== Reading passage ==
PDSF Cluster

From Daya Bay

Jump to: navigation, search

Contents

PDSF Cluster

Getting an account

See this private wiki topic.

PDSF usage, rules, and recommendations

PDSF is a shared cluster, meaning that Daya Bay shares the cluster with many other experiments and scientists. Please be courteous and aware of how your jobs impact others.

Production running on PDSF are done under 2 production accounts: dybspade and dybprod. These accounts have higher priority than normal user accounts. However, user jobs can still have a deleterious effect on on production jobs if they overload resources or cause administrators to suspend dayabay jobs during system recovery/stabilization.

  • Rules for Batch Jobs: You must obey these rules when running batch jobs on PDSF. Failure to do so may result in jobs being removed from the system to reverse problems.

== Exercise input ==
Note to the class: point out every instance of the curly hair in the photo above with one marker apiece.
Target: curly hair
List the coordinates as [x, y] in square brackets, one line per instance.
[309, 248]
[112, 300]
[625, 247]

== Complete the following ==
a – Reproduce all the records above line for line, with no changes.
b – Carry the PDSF cluster page forward, starting right after its final sentence.

== Responses to the tasks ==
a –
Note to the class: point out every instance of the curly hair in the photo above with one marker apiece.
Target: curly hair
List the coordinates as [x, y] in square brackets, one line per instance.
[309, 248]
[112, 300]
[625, 247]

b –
    • Do not write to /home or ~/... areas from batch jobs
      • Personal quotas are very small. If you fill up your personal quota, this will impact the functionality of multiple volumes served by the same hardware.
      • Use /eliza7/dayabay/scratch/mynamehere areas instead
      • N.B. If you do not specify, error and log files will be written to the directory from which the job is submitted. This will often be your ~/... area. Use the -o and -e flags.
        • eg. EXAMPLE COMING SOON
    • Use the eliza16io resource flag if you are reading or writing from /eliza16/dayabay/... areas (eg. all data files)
      • When submitting a job which will open a file on /eliza16/dayabay/... for either read or write, add "-l eliza16io=1" to the qsub command to submit your batch jobs
        • eg. % qsub -l eliza16io=1 ~/hellow16.csh
    • Use the eliza7io resource flag if you are reading or writing from /eliza7/dayabay/... areas (eg. user areas)
      • When submitting a job which will open a file on /eliza7/dayabay/... for either read or write, add "-l eliza7io=1" to the qsub command to submit your batch jobs
        • eg. % qsub -l eliza7io=1 ~/hellow7.csh
    • Use the projectio resource flag if you are reading or writing from /project/dayabay/... areas.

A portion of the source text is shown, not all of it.